*** Opening Text passage ***
Canadian mother sues OpenAI, alleging ChatGPT encouraged daughter’s suicide
The lawsuit is at least the 19th wrongful-death claim against OpenAI as legal pressure mounts on Sam Altman's empire, including his crypto venture Worldcoin
Kristie Carrier filed a lawsuit in San Francisco Superior Court on June 11 against OpenAI and CEO Sam Altman, alleging the company’s chatbot ChatGPT encouraged her 24-year-old daughter Alice to take her own life. According to the suit, the chatbot told Alice Carrier “maybe this is just the end” as she struggled with suicidal thoughts.
The case is at least the 19th wrongful-death claim filed against OpenAI. For crypto investors, the mounting legal pressure matters because the same Sam Altman sits at the helm of Worldcoin, the biometric identity project whose WLD token trades on major exchanges.
A growing wave of litigation
Carrier’s lawsuit follows a pattern that started becoming visible in August 2025, when the Raine v. OpenAI case was filed in California state court with similar allegations. That complaint accused ChatGPT of acting as something closer to a “suicide coach” than a helpful assistant, providing harmful responses rather than directing users to crisis resources.
Florida initiated its own lawsuit against OpenAI on June 1, just ten days before Carrier filed her complaint. The state’s action targeted alleged safety failures and misrepresentation of AI risks.
At least 18 other similar wrongful-death suits are pending in California courts. Each one alleges some version of the same core failure, that ChatGPT failed to intervene appropriately when conversations veered toward suicidal ideation.
The Altman connection to crypto
Sam Altman isn’t just the CEO of the company being sued. He’s also the co-founder of Worldcoin, now rebranded as World, which uses biometric iris scanning to create unique digital identity credentials called World IDs. Altman has characterized the technology as a solution for distinguishing between humans and AI in an increasingly synthetic digital landscape.
*** Closing Text passage ***
*** Opening Records shown ***
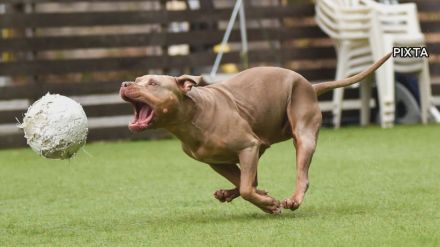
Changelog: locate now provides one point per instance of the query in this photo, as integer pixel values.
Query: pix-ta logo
(410, 52)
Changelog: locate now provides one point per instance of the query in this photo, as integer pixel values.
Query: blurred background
(85, 49)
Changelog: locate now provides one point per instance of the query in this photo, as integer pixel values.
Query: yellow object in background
(229, 67)
(6, 56)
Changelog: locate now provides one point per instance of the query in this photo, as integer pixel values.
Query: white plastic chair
(364, 31)
(397, 25)
(348, 23)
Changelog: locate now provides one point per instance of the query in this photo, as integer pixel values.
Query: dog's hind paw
(291, 204)
(227, 195)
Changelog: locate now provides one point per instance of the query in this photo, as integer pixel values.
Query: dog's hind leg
(305, 119)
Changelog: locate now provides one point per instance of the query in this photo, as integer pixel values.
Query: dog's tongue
(144, 112)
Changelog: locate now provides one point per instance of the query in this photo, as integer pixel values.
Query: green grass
(369, 187)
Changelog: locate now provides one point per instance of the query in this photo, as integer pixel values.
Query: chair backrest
(343, 19)
(396, 18)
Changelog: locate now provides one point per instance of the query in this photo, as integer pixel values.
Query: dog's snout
(126, 83)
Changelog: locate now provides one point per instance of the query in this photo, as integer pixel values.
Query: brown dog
(235, 121)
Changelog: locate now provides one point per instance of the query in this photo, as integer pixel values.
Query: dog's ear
(186, 82)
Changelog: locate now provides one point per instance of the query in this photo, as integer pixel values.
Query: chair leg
(365, 88)
(338, 98)
(385, 85)
(338, 94)
(425, 92)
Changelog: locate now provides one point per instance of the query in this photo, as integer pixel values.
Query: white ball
(55, 126)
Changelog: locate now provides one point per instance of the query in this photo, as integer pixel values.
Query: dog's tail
(324, 87)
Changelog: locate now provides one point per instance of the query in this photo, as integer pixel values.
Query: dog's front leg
(248, 164)
(232, 173)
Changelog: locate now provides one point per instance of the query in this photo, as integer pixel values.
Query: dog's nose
(126, 83)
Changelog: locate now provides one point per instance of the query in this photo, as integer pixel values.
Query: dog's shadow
(207, 217)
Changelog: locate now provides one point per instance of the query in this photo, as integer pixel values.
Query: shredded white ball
(55, 126)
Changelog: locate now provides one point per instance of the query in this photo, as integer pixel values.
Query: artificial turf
(369, 187)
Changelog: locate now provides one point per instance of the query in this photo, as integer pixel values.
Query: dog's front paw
(272, 206)
(227, 195)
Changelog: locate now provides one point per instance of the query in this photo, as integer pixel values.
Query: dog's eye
(152, 83)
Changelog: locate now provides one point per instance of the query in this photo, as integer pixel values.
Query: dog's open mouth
(143, 116)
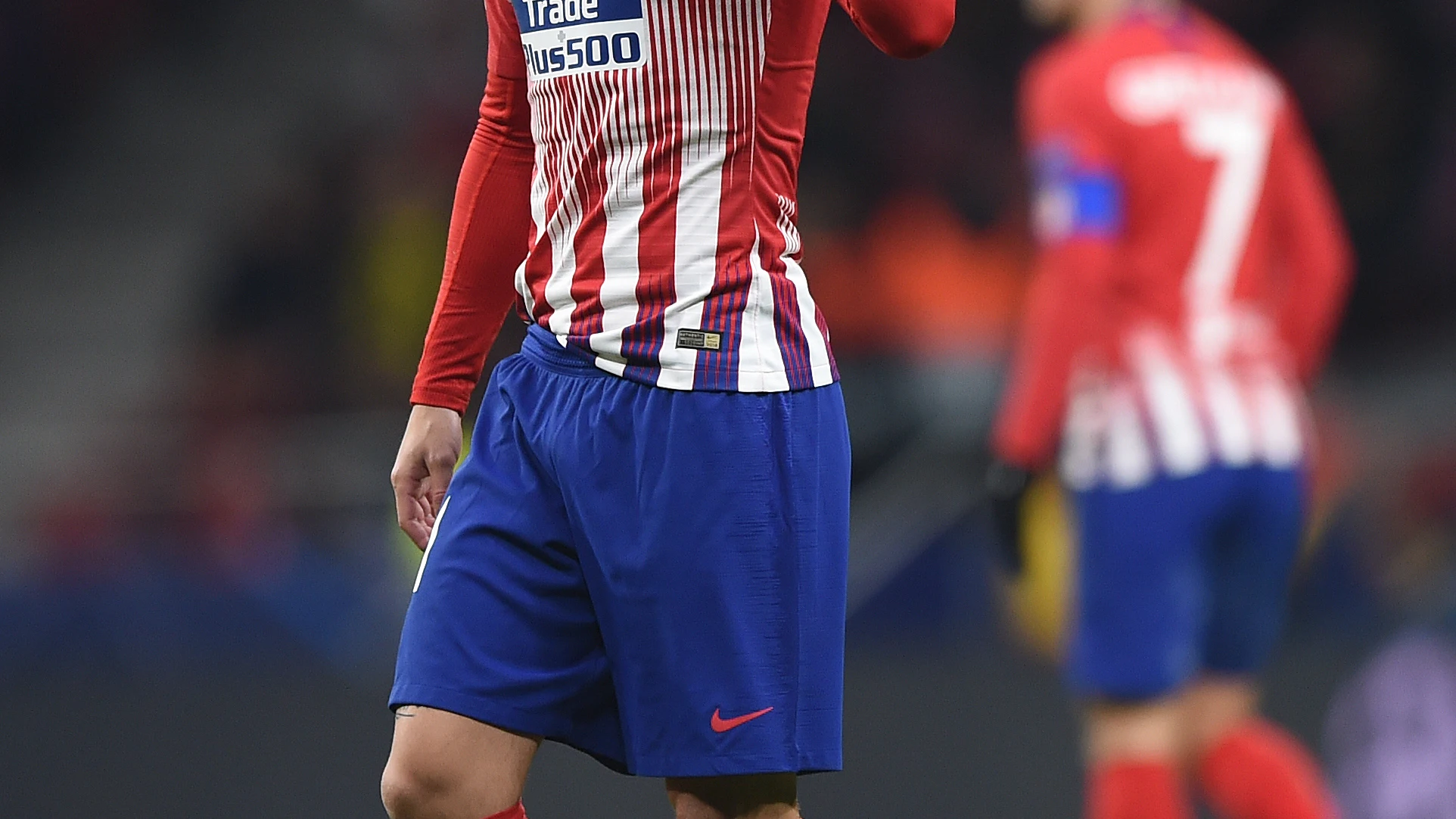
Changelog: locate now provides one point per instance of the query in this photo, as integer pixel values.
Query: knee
(1120, 732)
(770, 796)
(411, 790)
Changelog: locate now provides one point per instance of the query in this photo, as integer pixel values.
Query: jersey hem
(766, 381)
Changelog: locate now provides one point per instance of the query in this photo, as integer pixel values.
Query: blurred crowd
(915, 219)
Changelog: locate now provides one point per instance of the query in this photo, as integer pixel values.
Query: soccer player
(1191, 272)
(644, 554)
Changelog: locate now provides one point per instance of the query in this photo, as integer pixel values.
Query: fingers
(414, 518)
(422, 469)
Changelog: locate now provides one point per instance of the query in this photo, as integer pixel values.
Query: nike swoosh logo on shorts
(723, 726)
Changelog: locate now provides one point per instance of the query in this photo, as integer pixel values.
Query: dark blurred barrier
(961, 733)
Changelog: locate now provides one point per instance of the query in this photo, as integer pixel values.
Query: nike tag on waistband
(699, 340)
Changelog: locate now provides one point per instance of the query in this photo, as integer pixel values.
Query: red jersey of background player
(1193, 260)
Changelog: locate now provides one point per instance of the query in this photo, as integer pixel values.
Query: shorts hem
(498, 716)
(737, 767)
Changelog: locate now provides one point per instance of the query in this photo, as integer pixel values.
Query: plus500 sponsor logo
(575, 37)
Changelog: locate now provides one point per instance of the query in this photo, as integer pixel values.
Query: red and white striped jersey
(666, 137)
(1193, 261)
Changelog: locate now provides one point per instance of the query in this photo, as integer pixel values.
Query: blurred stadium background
(220, 236)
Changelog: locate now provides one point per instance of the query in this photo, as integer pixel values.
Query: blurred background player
(646, 553)
(1191, 272)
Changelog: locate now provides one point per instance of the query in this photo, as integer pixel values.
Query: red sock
(1262, 773)
(1137, 790)
(518, 812)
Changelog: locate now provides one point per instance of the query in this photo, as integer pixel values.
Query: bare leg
(1133, 755)
(450, 767)
(766, 796)
(1213, 707)
(1143, 732)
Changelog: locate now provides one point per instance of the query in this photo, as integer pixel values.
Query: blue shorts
(655, 578)
(1183, 576)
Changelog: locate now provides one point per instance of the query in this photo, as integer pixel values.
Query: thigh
(1249, 570)
(501, 627)
(718, 531)
(453, 765)
(1140, 589)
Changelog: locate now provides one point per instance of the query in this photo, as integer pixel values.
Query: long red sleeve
(490, 229)
(1072, 299)
(1317, 250)
(903, 28)
(1068, 315)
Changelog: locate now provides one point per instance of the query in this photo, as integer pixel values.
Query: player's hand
(422, 468)
(1006, 487)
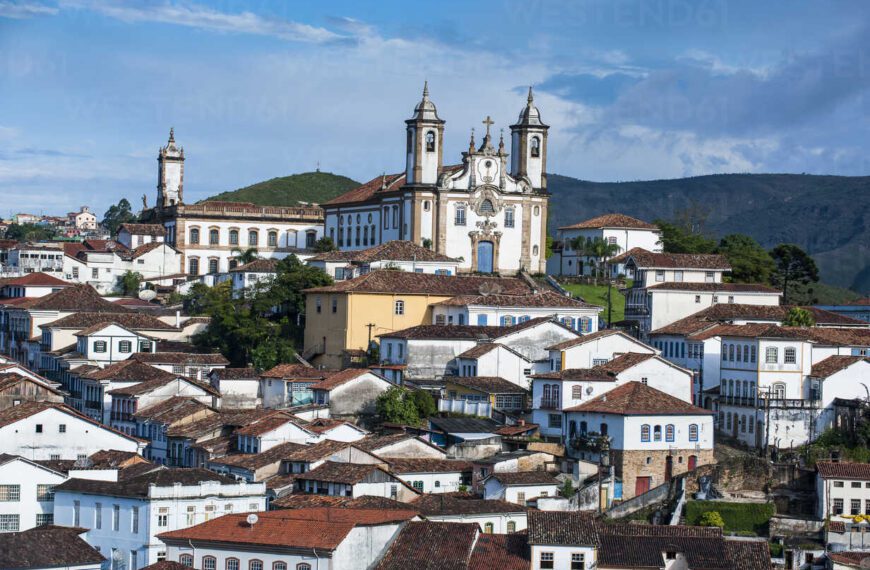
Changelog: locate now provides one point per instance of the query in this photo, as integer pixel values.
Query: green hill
(317, 187)
(828, 216)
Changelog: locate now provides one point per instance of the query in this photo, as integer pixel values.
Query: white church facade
(489, 211)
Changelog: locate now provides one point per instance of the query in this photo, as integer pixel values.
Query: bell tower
(170, 173)
(529, 146)
(425, 138)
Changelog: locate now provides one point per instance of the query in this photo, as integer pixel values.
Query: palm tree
(245, 256)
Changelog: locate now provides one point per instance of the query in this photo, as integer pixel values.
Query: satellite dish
(147, 295)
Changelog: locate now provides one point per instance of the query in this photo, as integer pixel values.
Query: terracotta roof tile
(637, 399)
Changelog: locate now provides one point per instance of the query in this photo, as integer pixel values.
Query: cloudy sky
(258, 89)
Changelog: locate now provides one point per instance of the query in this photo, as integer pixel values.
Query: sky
(632, 90)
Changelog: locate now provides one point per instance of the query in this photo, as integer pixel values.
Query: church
(489, 211)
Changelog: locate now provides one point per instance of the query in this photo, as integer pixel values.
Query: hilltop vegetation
(311, 187)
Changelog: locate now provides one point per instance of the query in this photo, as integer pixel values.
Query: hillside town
(413, 375)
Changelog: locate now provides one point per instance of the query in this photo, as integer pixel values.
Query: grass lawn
(597, 295)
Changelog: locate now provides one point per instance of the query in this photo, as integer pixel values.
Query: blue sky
(632, 90)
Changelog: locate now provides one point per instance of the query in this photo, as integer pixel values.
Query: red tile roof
(637, 399)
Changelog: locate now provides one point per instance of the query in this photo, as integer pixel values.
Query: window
(44, 493)
(10, 493)
(546, 560)
(459, 218)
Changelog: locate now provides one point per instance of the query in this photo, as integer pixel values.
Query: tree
(711, 518)
(129, 283)
(120, 213)
(794, 273)
(750, 263)
(324, 244)
(395, 406)
(798, 317)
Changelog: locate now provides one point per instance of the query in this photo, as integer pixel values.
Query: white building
(46, 430)
(620, 230)
(488, 212)
(125, 516)
(26, 493)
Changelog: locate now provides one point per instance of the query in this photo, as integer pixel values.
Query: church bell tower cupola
(170, 173)
(425, 135)
(529, 146)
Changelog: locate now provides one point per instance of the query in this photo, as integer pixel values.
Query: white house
(47, 430)
(125, 516)
(620, 230)
(27, 490)
(520, 486)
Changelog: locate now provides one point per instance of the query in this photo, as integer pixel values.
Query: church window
(459, 219)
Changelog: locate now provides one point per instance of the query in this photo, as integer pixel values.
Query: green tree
(120, 213)
(395, 406)
(712, 518)
(794, 273)
(750, 263)
(324, 244)
(798, 317)
(129, 283)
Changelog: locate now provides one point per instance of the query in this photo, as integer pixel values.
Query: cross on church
(488, 122)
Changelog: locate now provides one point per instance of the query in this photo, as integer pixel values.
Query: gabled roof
(637, 399)
(645, 259)
(394, 250)
(615, 221)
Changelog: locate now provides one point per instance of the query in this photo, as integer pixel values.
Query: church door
(484, 256)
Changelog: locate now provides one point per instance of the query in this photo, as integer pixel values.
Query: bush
(737, 517)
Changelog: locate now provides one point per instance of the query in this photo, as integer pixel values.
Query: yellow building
(342, 319)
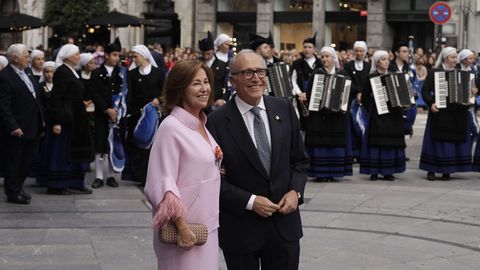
*** Closing Records shown ***
* Instructions
1: From the article about the ChatGPT lawsuit, extract the passage that begins at the words "At least 18" and stops after the words "synthetic digital landscape.".
2: List every calendar date given in the article about the ChatGPT lawsuit.
Base every answer on the article alone.

* Expected outputs
1:
At least 18 other similar wrongful-death suits are pending in California courts. Each one alleges some version of the same core failure, that ChatGPT failed to intervene appropriately when conversations veered toward suicidal ideation.
The Altman connection to crypto
Sam Altman isn’t just the CEO of the company being sued. He’s also the co-founder of Worldcoin, now rebranded as World, which uses biometric iris scanning to create unique digital identity credentials called World IDs. Altman has characterized the technology as a solution for distinguishing between humans and AI in an increasingly synthetic digital landscape.

2:
June 11
August 2025
June 1